┌──

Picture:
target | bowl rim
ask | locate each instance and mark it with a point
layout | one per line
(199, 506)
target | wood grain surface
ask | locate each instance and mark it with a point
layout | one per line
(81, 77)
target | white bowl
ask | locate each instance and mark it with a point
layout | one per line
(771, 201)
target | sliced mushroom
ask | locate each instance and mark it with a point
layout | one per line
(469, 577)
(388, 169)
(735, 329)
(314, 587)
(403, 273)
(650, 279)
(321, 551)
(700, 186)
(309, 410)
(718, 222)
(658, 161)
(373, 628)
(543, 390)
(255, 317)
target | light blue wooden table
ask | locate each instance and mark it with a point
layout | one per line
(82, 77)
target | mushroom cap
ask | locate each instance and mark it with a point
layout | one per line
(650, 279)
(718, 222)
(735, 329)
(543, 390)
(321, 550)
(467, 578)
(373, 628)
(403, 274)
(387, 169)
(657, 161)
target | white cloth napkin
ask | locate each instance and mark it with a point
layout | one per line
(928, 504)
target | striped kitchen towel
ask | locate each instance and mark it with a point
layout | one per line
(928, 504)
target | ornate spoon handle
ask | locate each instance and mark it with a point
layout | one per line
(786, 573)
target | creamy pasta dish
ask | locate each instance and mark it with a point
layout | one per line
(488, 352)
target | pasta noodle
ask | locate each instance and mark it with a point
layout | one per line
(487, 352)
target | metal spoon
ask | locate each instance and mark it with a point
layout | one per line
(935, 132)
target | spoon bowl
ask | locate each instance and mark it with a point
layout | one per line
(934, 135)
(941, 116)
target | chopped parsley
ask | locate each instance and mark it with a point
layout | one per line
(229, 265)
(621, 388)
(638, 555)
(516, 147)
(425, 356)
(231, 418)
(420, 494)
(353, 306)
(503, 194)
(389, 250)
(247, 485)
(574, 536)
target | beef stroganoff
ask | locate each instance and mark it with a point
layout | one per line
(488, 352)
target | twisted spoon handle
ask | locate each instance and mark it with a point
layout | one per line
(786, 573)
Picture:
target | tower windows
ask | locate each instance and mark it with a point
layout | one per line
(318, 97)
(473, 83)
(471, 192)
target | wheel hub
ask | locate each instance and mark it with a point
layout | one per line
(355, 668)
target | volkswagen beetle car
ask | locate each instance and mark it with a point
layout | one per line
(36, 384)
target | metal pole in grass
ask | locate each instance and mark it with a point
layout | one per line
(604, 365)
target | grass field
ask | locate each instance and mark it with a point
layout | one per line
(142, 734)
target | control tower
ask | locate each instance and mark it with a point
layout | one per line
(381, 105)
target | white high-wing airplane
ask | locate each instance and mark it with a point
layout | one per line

└──

Work instruction
Take the line containing "target | control tower" as the first line and the last line of the data above as the final one. Write out these lines and all between them exactly.

Finished task
target | control tower
ask | locate each instance and mark it with a point
layout | one per line
(381, 105)
target | white high-wing airplane
ask | locate each instance and mark it with a point
layout | one per line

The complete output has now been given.